*** Document section Section Begins ***
Shaw's, Star Market stores report data breach of customer information
A data breach at Supervalu Inc., one of the largest grocery wholesalers and retailers in the U.S., could affect thousands of people who shopped at the company’s stores between June 22 and July 17, including stores in New Hampshire.
Shaw’s and Star Market stores in Maine, Massachusetts, Vermont, New Hampshire were affected.
Shaw’s supermarkets currently operates 28 stores in New Hampshire. The stores affected by the breach also include 180 Supervalu stores operated under the Hornbacher’s Shop ‘n Save, Shoppers Food & Pharmacy, Farm Fresh and Cub Foods banners.
Credit and debit card data may also have been obtained from customers of Albertsons stores in nine states, including California, Idaho, Montana, Washington and Oregon. In addition, ACME market stores in Pennsylvania, Maryland, Delaware and New Jersey.
Customers of all Jewel-Osco stores operating in Illinois, Indiana and Iowa were also affected.
Supervalu Inc. said the data may have been stolen from cards used in Supervalu stores from June 22 to July 17 following a network intrusion, the Eden Prairie, Minn.-based company said in a statement. Payment companies have been notified and law-enforcement agencies are investigating, it said.
Supervalu joins a lengthening list of companies whose systems have been compromised. Minneapolis-based retailer Target Corp. was victim of a breach last year that allowed hackers to gain access to payment data for 40 million customers’ cards. Hackers in Russia have amassed 1.2 billion sets of looted user names and passwords, the largest known cache of stolen personal information, U.S. company Hold Security said this month.
Cybercrime costs as much as $575 billion a year and remains a growth industry with attacks on banks, retailers and energy companies that will worsen, according to a June report by the Washington-based Center for Strategic and International Studies and sponsored by network security company McAfee Inc.
*** Document section Section Ends ***
§ Work order A:
According to the data breach article, what led to the possible theft of card data from Supervalu stores? Answer in one to three sentences.
§ Work order B:
Say whether each statement agrees with the data breach article, answering yes or no and quoting the deciding words: (i) Shaw's operates 28 stores in New Hampshire. (ii) Only some Jewel-Osco stores in Illinois were affected. (iii) Supervalu Inc. is based in Minneapolis.
The records are not needed for any of the work on the data breach article.
*** Data listing Section Begins ***
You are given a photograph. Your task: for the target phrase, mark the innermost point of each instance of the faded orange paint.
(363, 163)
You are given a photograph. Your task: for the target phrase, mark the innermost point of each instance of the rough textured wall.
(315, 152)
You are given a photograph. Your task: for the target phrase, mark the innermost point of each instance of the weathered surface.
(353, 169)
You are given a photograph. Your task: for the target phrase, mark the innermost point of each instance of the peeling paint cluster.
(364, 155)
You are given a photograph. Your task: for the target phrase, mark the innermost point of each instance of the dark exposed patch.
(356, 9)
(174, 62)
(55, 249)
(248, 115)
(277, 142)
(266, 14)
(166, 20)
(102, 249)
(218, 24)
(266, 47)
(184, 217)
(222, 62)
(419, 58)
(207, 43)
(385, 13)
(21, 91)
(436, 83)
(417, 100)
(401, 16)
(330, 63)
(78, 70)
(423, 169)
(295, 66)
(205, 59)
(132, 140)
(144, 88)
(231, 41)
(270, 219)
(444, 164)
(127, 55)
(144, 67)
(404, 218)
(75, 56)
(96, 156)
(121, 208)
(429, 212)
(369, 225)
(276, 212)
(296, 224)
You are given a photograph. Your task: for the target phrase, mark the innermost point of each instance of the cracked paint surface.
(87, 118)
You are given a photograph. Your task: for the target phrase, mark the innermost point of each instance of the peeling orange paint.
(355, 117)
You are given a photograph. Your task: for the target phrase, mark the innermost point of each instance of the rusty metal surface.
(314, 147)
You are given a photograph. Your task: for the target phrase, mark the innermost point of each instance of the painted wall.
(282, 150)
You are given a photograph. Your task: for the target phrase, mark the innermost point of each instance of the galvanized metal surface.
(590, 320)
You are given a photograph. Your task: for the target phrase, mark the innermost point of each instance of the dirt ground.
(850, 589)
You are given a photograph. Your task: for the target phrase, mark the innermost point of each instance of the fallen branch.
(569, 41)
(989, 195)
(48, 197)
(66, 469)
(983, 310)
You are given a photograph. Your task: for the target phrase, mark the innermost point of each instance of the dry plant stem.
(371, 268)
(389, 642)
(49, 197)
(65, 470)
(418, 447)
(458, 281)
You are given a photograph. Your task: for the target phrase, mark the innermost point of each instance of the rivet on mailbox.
*** Data listing Section Ends ***
§ Answer space A:
Supervalu Inc. said the card data may have been stolen following a network intrusion. The data came from cards used in its stores from June 22 to July 17.

§ Answer space B:
(i) Yes: "Shaw’s supermarkets currently operates 28 stores in New Hampshire."
(ii) No: "Customers of all Jewel-Osco stores operating in Illinois, Indiana and Iowa were also affected."
(iii) No: "the Eden Prairie, Minn.-based company"